> [TEXTO DE LEITURA]

Notei, nestes anos, um pouco do efeito do tempo no meu envelhecimento. Há que libertar do que já não importa, valorizar as pequeninas coisas e descobrir outras que nos provoquem rugas de felicidade.

quinta-feira, 20 de julho de 2023

A 9,5 valores de uma meta

Estou a poucos dias de saber se a primeira etapa do meu plano de renascimento está realmente concluída ou não.
A gestão da vida pessoal com o meu objetivo de fazer a licenciatura nos três anos foi, sem dúvida, a parte mais difícil. A forma como perspetivava que iria decorrer todo o processo não correspondeu, em nada, à realidade. Foi extenuante, não considero que tenha sido mais complexo do ponto de vista do conteúdo, relativamente à primeira licenciatura, mas estou cansada, muito cansada.

Como já tinha referido anteriormente, a empresa onde estagiei manifestou interesse em que trabalhasse lá e, no último dia de estágio, foi oficializada a contratação. Esse aspeto foi mais rápido e fácil do pensava. Preocupava-me que a idade pudesse vir a constituir um entrave e a nulidade que a minha experiência profissional representa para as empresas que atuam na área em que estou a concluir a minha formação.

Chegou a hora de voltar a viver, depois de um interregno de sensivelmente uma década, em que somente existi.

Não há ressentimentos para trás, estou muito bem com a decisão tomada de parar de tentar ter filhos e só quero ter plena saúde para poder usufruir do que a vida ainda pode proporcionar.

> [ATIVIDADE 1] Devolva, sem qualquer alteração, o trecho do texto de leitura entre "Notei, nestes anos, um" e "cansada, muito cansada.", inclusive.
> [ATIVIDADE 2] Resuma o texto de leitura em duas frases.

Itens armazenados

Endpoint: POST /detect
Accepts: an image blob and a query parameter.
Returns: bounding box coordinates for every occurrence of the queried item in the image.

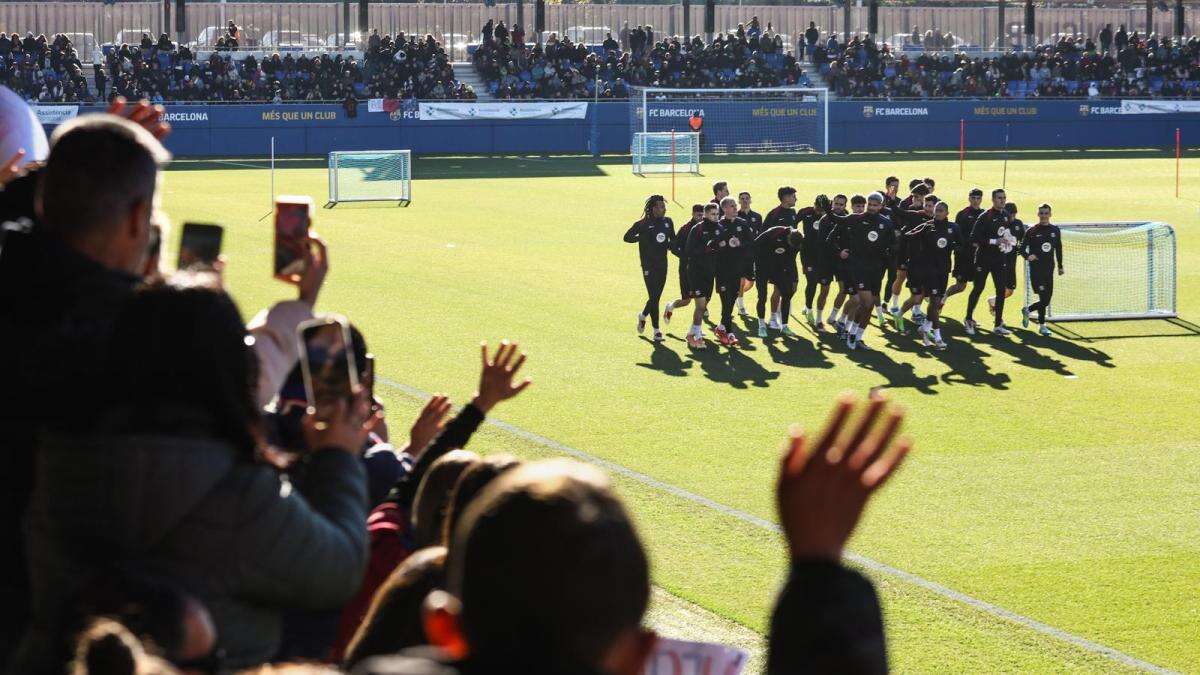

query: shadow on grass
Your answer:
[168,149,1165,180]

> [RESPOSTA ESCRITA 1]
Notei, nestes anos, um pouco do efeito do tempo no meu envelhecimento. Há que libertar do que já não importa, valorizar as pequeninas coisas e descobrir outras que nos provoquem rugas de felicidade.

quinta-feira, 20 de julho de 2023

A 9,5 valores de uma meta

Estou a poucos dias de saber se a primeira etapa do meu plano de renascimento está realmente concluída ou não.
A gestão da vida pessoal com o meu objetivo de fazer a licenciatura nos três anos foi, sem dúvida, a parte mais difícil. A forma como perspetivava que iria decorrer todo o processo não correspondeu, em nada, à realidade. Foi extenuante, não considero que tenha sido mais complexo do ponto de vista do conteúdo, relativamente à primeira licenciatura, mas estou cansada, muito cansada.

> [RESPOSTA ESCRITA 2] A poucos dias de saber se concluiu a primeira etapa do seu plano de renascimento, quem escreve conta que conciliar a vida pessoal com a licenciatura em três anos foi extenuante e que a empresa onde estagiou oficializou a sua contratação. Depois de cerca de uma década em que somente existiu, sem ressentimentos pela decisão de parar de tentar ter filhos, quer voltar a viver com plena saúde.